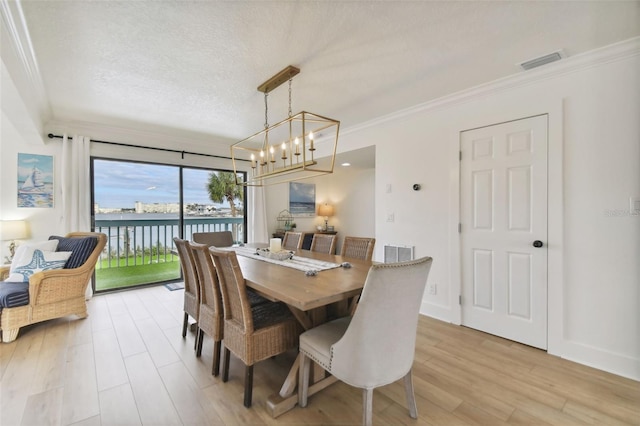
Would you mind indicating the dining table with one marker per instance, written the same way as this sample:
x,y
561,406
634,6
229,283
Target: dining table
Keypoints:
x,y
314,294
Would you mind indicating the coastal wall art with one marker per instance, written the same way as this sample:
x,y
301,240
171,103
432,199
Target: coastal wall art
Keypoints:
x,y
302,199
35,180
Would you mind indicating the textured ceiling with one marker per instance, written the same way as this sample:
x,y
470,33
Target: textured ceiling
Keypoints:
x,y
194,66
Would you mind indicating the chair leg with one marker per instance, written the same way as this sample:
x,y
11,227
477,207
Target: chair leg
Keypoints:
x,y
303,380
248,385
199,339
411,399
215,368
225,370
185,323
367,407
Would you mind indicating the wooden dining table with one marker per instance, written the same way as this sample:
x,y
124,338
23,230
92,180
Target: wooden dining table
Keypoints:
x,y
312,299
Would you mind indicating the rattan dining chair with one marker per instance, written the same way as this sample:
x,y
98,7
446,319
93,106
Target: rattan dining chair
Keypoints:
x,y
250,333
370,350
191,285
292,240
358,247
217,238
211,321
323,243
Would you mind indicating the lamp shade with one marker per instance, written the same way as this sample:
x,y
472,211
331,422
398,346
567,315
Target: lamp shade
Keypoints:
x,y
13,230
326,210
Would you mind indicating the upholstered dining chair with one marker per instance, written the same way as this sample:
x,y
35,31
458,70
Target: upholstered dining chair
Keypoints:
x,y
191,285
376,346
323,243
358,247
217,238
210,320
292,240
251,333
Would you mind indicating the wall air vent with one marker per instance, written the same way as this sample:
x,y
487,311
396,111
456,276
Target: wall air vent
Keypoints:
x,y
542,60
394,253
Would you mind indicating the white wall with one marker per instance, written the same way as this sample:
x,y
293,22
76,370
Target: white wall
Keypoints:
x,y
351,192
594,160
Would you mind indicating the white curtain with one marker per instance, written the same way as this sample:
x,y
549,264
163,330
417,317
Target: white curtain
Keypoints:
x,y
75,186
257,215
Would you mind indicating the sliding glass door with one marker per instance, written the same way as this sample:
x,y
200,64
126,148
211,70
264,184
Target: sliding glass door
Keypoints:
x,y
141,207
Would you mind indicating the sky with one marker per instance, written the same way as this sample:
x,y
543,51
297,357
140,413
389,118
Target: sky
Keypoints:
x,y
119,184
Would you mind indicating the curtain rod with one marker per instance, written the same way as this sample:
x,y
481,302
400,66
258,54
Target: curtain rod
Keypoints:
x,y
182,153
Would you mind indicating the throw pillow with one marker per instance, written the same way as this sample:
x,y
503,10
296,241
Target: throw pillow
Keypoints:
x,y
80,248
41,261
24,252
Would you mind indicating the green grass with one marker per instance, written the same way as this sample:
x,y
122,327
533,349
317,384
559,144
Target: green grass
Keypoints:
x,y
126,276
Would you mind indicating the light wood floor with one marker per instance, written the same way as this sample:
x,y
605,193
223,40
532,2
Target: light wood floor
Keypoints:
x,y
128,364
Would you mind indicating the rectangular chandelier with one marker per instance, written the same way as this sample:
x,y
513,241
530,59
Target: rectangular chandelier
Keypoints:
x,y
298,147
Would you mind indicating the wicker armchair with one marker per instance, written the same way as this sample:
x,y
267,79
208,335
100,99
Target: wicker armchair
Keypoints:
x,y
358,248
52,294
292,240
191,285
323,243
252,333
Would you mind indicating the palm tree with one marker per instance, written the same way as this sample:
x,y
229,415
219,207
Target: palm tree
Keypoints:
x,y
222,186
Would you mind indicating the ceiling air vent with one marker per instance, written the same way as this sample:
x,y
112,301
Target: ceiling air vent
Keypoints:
x,y
542,60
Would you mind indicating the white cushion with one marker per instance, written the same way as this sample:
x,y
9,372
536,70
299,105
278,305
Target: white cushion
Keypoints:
x,y
32,258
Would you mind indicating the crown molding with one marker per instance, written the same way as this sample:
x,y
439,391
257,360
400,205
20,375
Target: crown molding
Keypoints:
x,y
18,37
611,53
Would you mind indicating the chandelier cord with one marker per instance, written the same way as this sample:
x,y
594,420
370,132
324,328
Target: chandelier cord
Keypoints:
x,y
290,112
266,109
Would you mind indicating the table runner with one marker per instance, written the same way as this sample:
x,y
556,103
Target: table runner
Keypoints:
x,y
297,262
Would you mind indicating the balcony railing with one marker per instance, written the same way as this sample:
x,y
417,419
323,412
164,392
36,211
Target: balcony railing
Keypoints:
x,y
145,242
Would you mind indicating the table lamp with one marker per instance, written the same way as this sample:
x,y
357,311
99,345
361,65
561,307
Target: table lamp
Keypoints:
x,y
325,210
12,230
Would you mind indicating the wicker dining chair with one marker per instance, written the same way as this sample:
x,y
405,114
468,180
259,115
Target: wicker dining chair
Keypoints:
x,y
292,240
253,333
358,247
370,350
323,243
210,321
191,286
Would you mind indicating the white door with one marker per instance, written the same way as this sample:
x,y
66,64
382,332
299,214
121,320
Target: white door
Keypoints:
x,y
504,229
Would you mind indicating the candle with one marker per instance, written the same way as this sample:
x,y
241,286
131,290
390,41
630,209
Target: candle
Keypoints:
x,y
275,244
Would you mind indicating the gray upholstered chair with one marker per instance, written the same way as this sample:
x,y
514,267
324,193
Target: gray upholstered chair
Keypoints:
x,y
292,240
323,243
217,239
210,319
358,247
191,285
252,333
376,346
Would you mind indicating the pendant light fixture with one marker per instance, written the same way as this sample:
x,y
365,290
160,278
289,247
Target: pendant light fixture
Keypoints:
x,y
299,147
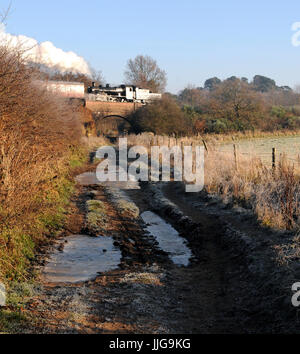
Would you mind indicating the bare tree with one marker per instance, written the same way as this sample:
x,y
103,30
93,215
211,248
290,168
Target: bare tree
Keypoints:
x,y
144,72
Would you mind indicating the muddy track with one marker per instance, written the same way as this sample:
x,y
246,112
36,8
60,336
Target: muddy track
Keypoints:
x,y
148,293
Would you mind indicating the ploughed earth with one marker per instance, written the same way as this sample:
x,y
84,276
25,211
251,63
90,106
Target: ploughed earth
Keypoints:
x,y
154,259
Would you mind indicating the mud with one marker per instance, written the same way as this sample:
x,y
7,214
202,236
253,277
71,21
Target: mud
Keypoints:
x,y
235,281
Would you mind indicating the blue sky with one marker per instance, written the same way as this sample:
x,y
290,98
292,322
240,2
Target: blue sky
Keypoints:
x,y
192,40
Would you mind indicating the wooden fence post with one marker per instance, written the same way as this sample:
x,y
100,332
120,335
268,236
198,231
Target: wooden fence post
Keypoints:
x,y
205,146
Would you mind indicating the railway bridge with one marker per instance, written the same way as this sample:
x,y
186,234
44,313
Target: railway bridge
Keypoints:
x,y
111,117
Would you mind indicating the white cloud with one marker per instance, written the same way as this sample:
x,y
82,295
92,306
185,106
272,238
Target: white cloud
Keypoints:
x,y
46,53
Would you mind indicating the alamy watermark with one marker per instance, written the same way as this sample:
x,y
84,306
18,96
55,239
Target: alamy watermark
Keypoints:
x,y
188,164
2,295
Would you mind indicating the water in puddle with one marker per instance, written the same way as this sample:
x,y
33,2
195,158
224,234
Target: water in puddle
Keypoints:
x,y
81,259
168,238
90,178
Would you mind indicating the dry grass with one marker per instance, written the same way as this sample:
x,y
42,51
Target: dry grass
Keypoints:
x,y
40,143
274,195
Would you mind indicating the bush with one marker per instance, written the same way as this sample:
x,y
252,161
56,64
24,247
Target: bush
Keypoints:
x,y
163,117
40,135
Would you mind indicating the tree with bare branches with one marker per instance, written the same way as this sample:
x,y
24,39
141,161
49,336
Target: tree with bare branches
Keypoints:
x,y
144,72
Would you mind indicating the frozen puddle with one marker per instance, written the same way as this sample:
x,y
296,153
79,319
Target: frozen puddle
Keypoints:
x,y
82,258
168,238
90,178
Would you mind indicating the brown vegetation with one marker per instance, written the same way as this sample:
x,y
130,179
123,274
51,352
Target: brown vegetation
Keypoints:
x,y
40,139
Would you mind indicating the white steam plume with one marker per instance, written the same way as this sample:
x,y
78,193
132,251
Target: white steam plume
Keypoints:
x,y
46,54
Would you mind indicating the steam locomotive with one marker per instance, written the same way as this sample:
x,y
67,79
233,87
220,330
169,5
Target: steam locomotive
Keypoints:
x,y
122,93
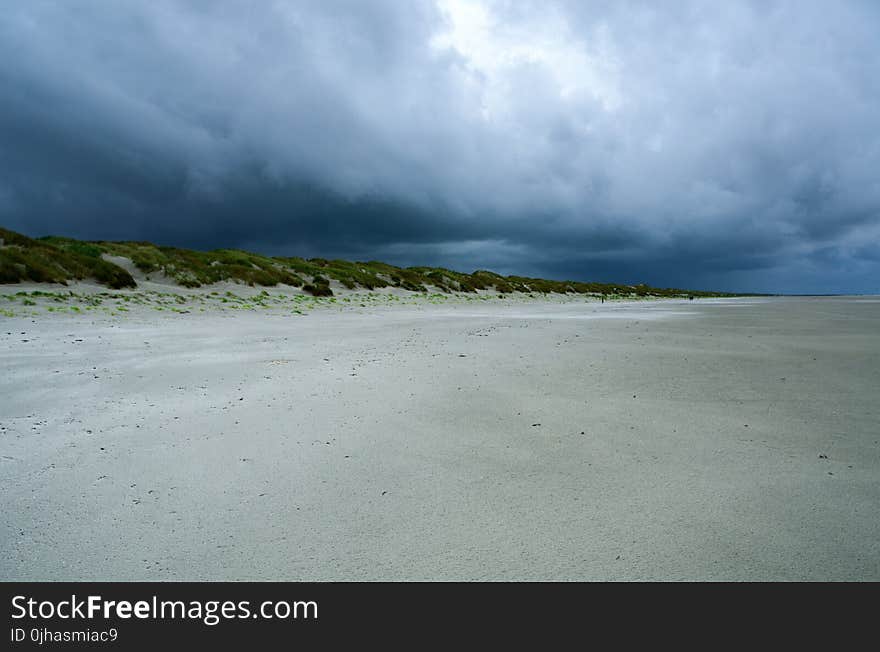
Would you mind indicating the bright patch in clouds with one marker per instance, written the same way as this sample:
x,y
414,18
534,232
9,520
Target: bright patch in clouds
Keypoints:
x,y
540,40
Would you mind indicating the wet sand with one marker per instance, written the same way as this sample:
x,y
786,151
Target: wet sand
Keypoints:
x,y
705,440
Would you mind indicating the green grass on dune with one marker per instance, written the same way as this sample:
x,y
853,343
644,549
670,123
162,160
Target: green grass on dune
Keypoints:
x,y
59,260
25,259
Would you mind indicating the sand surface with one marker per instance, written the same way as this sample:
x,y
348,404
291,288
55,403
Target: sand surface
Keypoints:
x,y
705,440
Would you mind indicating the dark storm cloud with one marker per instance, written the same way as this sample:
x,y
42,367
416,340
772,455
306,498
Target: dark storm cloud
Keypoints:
x,y
728,146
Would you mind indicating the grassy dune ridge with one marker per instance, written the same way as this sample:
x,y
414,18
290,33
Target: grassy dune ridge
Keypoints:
x,y
60,260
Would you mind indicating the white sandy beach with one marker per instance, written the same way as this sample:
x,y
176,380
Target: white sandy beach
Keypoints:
x,y
485,440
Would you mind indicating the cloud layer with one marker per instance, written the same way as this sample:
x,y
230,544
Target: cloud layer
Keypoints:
x,y
731,146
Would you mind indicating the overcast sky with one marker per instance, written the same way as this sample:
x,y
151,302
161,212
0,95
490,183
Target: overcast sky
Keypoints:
x,y
725,145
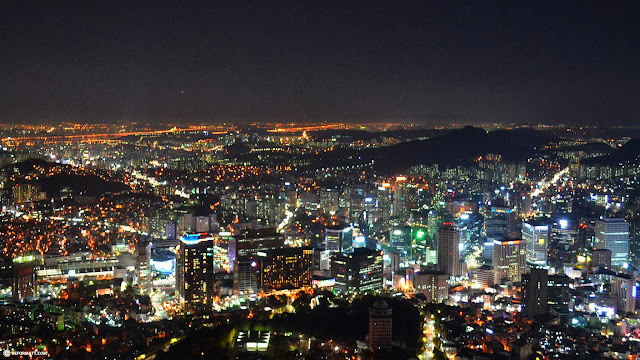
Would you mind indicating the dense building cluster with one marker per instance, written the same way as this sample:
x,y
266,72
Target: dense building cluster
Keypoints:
x,y
535,255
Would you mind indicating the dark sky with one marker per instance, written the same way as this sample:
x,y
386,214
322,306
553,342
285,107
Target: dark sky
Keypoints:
x,y
423,62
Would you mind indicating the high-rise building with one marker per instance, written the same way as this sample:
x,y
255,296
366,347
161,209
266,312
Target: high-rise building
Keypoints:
x,y
171,230
286,268
448,239
246,276
380,325
601,258
536,235
623,289
509,259
24,277
485,276
613,234
558,292
357,271
400,238
535,295
500,221
251,241
338,238
143,265
400,197
194,270
432,284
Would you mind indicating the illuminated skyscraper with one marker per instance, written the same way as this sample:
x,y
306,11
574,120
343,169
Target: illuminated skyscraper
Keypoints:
x,y
143,265
509,259
501,221
400,197
24,277
535,292
448,239
357,271
624,291
338,238
286,268
613,234
194,270
246,277
380,325
251,241
432,284
536,236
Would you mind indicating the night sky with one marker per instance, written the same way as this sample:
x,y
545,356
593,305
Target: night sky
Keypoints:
x,y
466,62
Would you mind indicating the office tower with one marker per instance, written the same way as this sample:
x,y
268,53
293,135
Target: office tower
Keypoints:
x,y
400,238
286,268
380,325
623,289
194,270
485,276
535,296
558,292
613,234
24,277
338,238
536,235
246,277
400,197
203,224
26,192
500,221
448,239
171,230
634,242
143,265
357,271
432,284
509,259
251,241
601,258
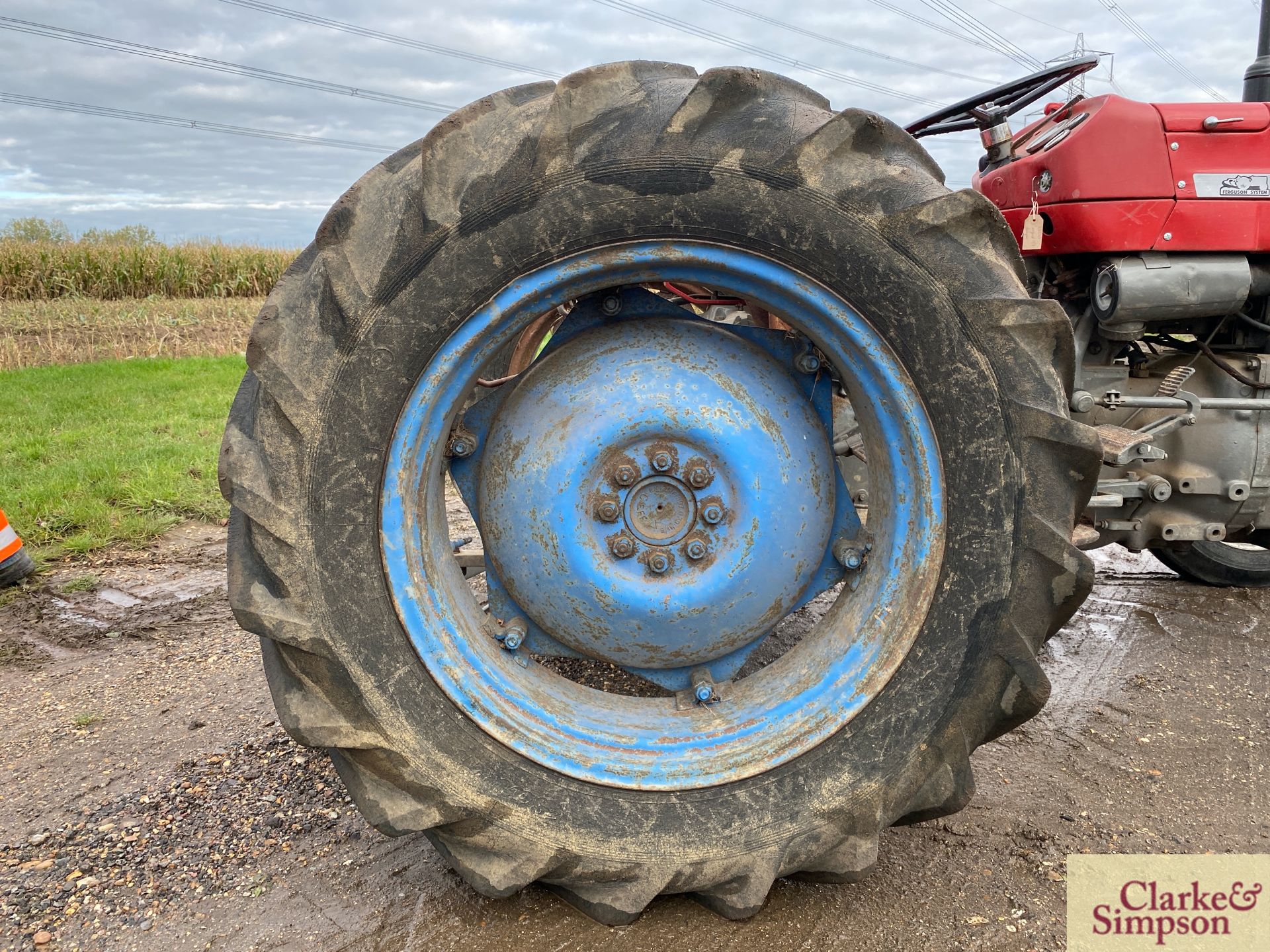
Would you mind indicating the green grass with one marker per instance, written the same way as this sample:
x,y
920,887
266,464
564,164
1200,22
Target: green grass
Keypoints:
x,y
117,451
88,582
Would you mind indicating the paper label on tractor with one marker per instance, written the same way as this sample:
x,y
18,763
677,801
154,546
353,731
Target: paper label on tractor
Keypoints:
x,y
1033,230
1232,184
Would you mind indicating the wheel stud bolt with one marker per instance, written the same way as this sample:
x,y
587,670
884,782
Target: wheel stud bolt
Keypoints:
x,y
513,635
850,556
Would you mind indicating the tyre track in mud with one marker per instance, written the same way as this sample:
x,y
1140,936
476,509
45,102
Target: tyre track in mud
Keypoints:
x,y
1154,742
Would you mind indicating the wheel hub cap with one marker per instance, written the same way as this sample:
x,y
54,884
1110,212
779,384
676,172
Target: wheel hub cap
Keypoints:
x,y
661,510
716,463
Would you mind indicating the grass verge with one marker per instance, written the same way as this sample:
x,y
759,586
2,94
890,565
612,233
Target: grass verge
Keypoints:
x,y
116,451
78,331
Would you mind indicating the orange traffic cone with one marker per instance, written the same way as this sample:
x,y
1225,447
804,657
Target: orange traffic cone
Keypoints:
x,y
15,561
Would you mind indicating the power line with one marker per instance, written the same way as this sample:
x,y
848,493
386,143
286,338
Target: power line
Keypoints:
x,y
955,15
111,113
1158,48
121,46
835,41
939,27
1034,19
755,50
390,37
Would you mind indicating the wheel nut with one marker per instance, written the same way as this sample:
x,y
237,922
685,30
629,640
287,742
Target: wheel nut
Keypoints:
x,y
513,634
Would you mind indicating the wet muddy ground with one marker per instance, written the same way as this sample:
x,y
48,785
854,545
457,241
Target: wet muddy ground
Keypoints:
x,y
149,800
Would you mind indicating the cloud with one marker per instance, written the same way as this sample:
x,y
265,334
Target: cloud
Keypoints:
x,y
101,172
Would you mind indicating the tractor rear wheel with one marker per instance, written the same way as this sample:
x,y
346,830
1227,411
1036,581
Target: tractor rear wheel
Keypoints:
x,y
658,491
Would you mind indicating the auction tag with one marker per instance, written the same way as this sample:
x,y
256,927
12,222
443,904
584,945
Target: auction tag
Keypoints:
x,y
1033,230
1118,903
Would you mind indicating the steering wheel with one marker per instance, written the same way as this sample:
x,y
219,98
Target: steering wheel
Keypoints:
x,y
988,108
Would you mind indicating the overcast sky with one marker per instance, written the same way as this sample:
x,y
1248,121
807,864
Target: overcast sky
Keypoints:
x,y
105,172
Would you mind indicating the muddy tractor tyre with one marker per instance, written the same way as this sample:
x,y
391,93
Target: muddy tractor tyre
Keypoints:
x,y
1220,564
712,444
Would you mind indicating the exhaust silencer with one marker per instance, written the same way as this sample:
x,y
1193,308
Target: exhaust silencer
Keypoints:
x,y
1129,292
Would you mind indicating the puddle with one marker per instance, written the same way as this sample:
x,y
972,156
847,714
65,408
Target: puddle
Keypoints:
x,y
1093,656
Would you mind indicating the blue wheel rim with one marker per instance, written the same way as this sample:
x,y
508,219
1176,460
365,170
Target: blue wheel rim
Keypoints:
x,y
766,719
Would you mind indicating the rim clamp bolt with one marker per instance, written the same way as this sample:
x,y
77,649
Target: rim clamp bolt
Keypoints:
x,y
461,444
513,634
808,362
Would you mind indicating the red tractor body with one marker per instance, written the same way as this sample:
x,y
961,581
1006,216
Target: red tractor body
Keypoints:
x,y
1111,175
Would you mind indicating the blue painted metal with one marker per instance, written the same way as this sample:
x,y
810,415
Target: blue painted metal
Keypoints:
x,y
757,721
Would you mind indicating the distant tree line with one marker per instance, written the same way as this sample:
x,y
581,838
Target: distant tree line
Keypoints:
x,y
34,229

● WORK ITEM: The answer must consist of every line from the data that holds the string "wicker".

● RESULT:
Would you mind indicating the wicker armchair with one marker per instance, written the same way as this sample:
Target: wicker armchair
Would you mind indicating the wicker dining chair with one marker per instance, written the same way as this sample:
Target: wicker dining chair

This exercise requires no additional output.